TAREFAS ESCRITAS:
A - Segundo o excerto sobre o mercado interno, a que percentagem do PIB corresponde atualmente o mercado interno?
B - Cite do excerto sobre o mercado interno o trecho que começa em "2.3.2. O mercado" e segue até "económico do País.", sem qualquer alteração.
C - As afirmações seguintes estão de acordo com o excerto sobre o mercado interno? Responda sim ou não a cada uma e cite as palavras do excerto que o decidem.
(i) A taxa de cobertura das importações pelas exportações tem vindo a melhorar.
(ii) O mercado interno é cada vez mais ocupado por importações.
(iii) A procura pública foi afetada por restrições orçamentais ligadas ao Pacto de Estabilidade.

São concepções que pretendem transformar o sistema capitalista, com a sua
carga de exploração, de desigualdade e violência, numa neutra «economia de
mercado». O grande capital nacional e internacional elege e promove o mercado
como o alfa e o omega de toda a vida económica e social, usando-o para
prosseguir os seus interesses de classe. O que fazem, através do
condicionamento do mercado pelo Estado - «regulando-o» e «administrando-o»
quando liberaliza, privatiza e intervém, através da fixação de preços ou da
gestão da «procura pública», da aquisição pelo Estado de bens e serviços, ou do
financiamento público do grande capital, através da sua força económica.
2.3.2. O mercado interno, medido pela
procura interna, corresponde actualmente a cerca de 108% do PIB - 69% de produção nacional e 39% de importações -, o que
demonstra inequivocamente quanto o mercado interno é importante para a produção
nacional e para o crescimento económico do País.
O mercado interno
nacional (satisfação das necessidades das famílias, das empresas e do Estado)
tem cada vez menos resposta por via da produção nacional de bens e serviços
devido aos estrangulamentos dos sectores produtivos e é cada vez mais ocupado por
importações. A taxa de cobertura das importações pelas exportações tem vindo a
degradar-se face à crescente diminuição da produção nacional - na agricultura,
nas pescas e na indústria e à invasão de produção estrangeira.
Dependendo do
crescimento e do desenvolvimento económico, para além de uma política de
protecção da produção nacional (possível mesmo no quadro das regras da UE), o
nível do mercado interno é reflexo da evolução do PIB e do rendimento
disponível e sua distribuição pelas diferentes classes, camadas e tipos de
consumo, sendo que nos últimos anos tendo sido fortemente condicionado pelas
restrições orçamentais por via do Pacto de Estabilidade, afectando a procura pública.

REGISTOS DO CONJUNTO:
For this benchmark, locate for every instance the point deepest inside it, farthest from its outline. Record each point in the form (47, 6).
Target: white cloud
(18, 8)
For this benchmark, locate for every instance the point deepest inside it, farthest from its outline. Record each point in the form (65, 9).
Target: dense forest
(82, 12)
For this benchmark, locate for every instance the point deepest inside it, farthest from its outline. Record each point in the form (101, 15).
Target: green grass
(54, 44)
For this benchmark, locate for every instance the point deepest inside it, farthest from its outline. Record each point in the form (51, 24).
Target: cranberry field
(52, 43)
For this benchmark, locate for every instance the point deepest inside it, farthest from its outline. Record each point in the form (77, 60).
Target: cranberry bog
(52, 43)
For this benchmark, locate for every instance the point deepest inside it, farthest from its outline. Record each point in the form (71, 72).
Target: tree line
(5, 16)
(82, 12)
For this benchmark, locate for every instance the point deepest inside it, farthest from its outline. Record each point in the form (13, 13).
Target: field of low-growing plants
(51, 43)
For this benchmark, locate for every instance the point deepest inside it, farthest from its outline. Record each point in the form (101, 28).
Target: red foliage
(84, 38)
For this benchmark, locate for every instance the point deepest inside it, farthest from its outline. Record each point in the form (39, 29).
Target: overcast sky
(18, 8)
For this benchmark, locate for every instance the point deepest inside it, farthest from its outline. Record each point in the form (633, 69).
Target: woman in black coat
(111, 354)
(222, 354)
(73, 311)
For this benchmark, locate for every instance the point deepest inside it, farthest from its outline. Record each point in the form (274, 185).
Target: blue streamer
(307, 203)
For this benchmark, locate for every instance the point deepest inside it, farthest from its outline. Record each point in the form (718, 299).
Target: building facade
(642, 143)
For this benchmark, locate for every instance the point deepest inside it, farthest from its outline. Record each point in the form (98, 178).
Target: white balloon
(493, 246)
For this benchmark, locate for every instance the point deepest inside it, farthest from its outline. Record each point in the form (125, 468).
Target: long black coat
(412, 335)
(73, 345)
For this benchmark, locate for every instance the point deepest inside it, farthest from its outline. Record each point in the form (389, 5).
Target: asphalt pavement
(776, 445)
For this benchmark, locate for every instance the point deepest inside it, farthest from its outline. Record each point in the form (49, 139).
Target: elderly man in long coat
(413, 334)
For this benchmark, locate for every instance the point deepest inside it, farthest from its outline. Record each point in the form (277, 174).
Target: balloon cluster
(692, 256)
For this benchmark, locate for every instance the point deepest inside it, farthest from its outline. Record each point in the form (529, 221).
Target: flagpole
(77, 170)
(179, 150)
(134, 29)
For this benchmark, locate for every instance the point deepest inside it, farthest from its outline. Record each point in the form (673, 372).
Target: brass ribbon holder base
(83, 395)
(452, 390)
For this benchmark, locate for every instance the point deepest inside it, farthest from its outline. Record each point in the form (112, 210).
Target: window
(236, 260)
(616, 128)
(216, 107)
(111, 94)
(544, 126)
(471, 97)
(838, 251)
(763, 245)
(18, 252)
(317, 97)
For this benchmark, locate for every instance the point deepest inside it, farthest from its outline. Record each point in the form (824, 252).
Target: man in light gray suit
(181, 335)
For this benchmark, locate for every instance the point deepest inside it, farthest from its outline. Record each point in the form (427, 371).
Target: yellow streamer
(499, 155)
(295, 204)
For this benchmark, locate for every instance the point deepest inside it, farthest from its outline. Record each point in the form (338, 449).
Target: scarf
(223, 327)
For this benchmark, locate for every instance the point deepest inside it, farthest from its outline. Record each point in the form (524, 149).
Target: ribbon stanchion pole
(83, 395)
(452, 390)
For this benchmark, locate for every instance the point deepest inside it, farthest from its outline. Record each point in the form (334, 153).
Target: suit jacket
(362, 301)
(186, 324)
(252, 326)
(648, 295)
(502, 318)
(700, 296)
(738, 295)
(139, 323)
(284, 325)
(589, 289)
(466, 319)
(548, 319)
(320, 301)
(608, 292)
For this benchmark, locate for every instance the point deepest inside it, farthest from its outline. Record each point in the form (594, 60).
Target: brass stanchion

RESULTADOS POR TAREFA:
A - Corresponde a cerca de 108% do PIB.

B -
2.3.2. O mercado interno, medido pela
procura interna, corresponde actualmente a cerca de 108% do PIB - 69% de produção nacional e 39% de importações -, o que
demonstra inequivocamente quanto o mercado interno é importante para a produção
nacional e para o crescimento económico do País.

C -
(i) Não: "A taxa de cobertura das importações pelas exportações tem vindo a degradar-se face à crescente diminuição da produção nacional"
(ii) Sim: "é cada vez mais ocupado por importações"
(iii) Sim: "restrições orçamentais por via do Pacto de Estabilidade, afectando a procura pública"